[Task objective]
From the article on Oregon's first vaping-related death, set down verbatim the stretch from "Modie says the" through "have been reported.".

======== Text block ========

Last week, the Oregon Health Authority opened an investigation into the state's first death related to vaping. On Thursday, state health officials confirmed that the person had bought products from two licensed cannabis retailers in the state prior to falling ill.

Health officials say the two stores, to the OHA's knowledge, are still operating—which means they could still be selling potentially fatal products. The OHA says they do not know what products were purchased at the stores.

But they won't tell the public the names of those two stores.

OHA physician Tom Jeanne, M.D., says he suspects the two cannabis stores are currently open.

"I would suspect that they are still operating, there's nothing that I've heard that says they've not been," says Jeanne. "We're trying to get these specific products and have those tested rather than focus on the stores where they were purchased."

Jonathan Modie, spokesman for the OHA, says just because the person bought products from these two stores doesn't mean it was necessarily the stores' products that killed the person.

"It doesn't necessarily mean the individual got sick from products that they had purchased at these dispensaries, we just know that the individual shopped at a couple of dispensaries prior to getting ill," says Modie. "We're still waiting to get samples of the products and then we send that off for testing."

When WW asked if it wouldn't be better to shut down a store that potentially sold a lethal product to a customer, Modie replied, "How do you think the dispensary operator would feel if it turned out that the product wasn't theirs?"

"We wouldn't want to name or point to a specific dispensary before we have all of the information that says unequivocally that that was the dispensary where the product was sold that made the individual sick," says Modie.

Modie says the person could have gone to other stores they aren't aware of, tampered with the product, or added substances after purchase.

Jeanne says OHA is only aware of one case in the state so far, which was the death.

According to the OHA, a call involving the Centers for Disease Control and Prevention on Sept. 6 confirmed that over 450 similar cases from 33 states of patients presenting with the mysterious lung disease have been reported.

======== Supplied material ========

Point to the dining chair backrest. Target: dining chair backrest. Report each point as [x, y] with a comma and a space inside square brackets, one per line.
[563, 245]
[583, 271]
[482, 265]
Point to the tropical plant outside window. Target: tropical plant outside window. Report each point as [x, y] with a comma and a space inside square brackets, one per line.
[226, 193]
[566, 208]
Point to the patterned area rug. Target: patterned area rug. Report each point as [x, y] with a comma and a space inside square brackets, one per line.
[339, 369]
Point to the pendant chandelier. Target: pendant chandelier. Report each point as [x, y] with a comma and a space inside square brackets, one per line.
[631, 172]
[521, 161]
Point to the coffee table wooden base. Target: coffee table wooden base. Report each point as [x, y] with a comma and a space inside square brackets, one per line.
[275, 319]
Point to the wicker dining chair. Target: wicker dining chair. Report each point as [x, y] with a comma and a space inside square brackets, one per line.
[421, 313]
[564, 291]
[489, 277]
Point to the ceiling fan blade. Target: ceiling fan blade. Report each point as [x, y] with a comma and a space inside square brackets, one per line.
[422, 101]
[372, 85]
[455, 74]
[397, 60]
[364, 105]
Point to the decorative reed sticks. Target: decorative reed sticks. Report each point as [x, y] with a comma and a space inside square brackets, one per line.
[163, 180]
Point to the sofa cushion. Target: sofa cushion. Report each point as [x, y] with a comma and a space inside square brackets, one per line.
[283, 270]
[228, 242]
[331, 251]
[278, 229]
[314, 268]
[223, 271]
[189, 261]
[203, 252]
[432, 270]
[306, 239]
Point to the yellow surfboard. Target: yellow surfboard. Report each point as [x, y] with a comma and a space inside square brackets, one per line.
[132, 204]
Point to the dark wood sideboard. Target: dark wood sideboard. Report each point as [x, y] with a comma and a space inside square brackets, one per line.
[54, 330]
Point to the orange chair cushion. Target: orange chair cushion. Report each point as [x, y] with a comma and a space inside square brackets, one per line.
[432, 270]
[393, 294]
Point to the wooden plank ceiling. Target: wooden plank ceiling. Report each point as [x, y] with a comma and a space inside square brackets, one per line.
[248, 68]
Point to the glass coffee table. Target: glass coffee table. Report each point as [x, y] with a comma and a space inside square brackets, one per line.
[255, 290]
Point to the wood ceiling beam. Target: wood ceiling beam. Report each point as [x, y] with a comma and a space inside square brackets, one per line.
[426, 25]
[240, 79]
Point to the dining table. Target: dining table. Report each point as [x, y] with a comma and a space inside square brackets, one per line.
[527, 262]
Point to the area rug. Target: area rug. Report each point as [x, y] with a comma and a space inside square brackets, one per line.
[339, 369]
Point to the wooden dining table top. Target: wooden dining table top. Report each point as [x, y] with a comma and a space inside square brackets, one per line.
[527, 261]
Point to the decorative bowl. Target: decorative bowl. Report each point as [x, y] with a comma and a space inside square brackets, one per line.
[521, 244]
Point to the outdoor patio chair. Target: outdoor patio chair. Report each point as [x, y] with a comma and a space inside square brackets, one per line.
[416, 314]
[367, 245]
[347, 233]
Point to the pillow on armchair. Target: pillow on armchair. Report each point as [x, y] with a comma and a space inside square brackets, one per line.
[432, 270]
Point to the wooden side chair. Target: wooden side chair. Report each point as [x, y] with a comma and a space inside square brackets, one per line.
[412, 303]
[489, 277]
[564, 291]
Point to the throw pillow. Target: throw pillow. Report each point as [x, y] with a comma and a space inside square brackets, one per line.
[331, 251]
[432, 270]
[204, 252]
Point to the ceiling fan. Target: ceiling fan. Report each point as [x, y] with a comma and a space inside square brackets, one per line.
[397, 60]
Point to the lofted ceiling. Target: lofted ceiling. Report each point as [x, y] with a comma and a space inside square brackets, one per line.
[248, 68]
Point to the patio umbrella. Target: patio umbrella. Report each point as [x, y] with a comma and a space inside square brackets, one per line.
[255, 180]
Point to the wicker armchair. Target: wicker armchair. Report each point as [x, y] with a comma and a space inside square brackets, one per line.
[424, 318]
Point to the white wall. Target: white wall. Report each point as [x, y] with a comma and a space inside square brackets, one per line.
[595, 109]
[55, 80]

========

[Task answer]
Modie says the person could have gone to other stores they aren't aware of, tampered with the product, or added substances after purchase.

Jeanne says OHA is only aware of one case in the state so far, which was the death.

According to the OHA, a call involving the Centers for Disease Control and Prevention on Sept. 6 confirmed that over 450 similar cases from 33 states of patients presenting with the mysterious lung disease have been reported.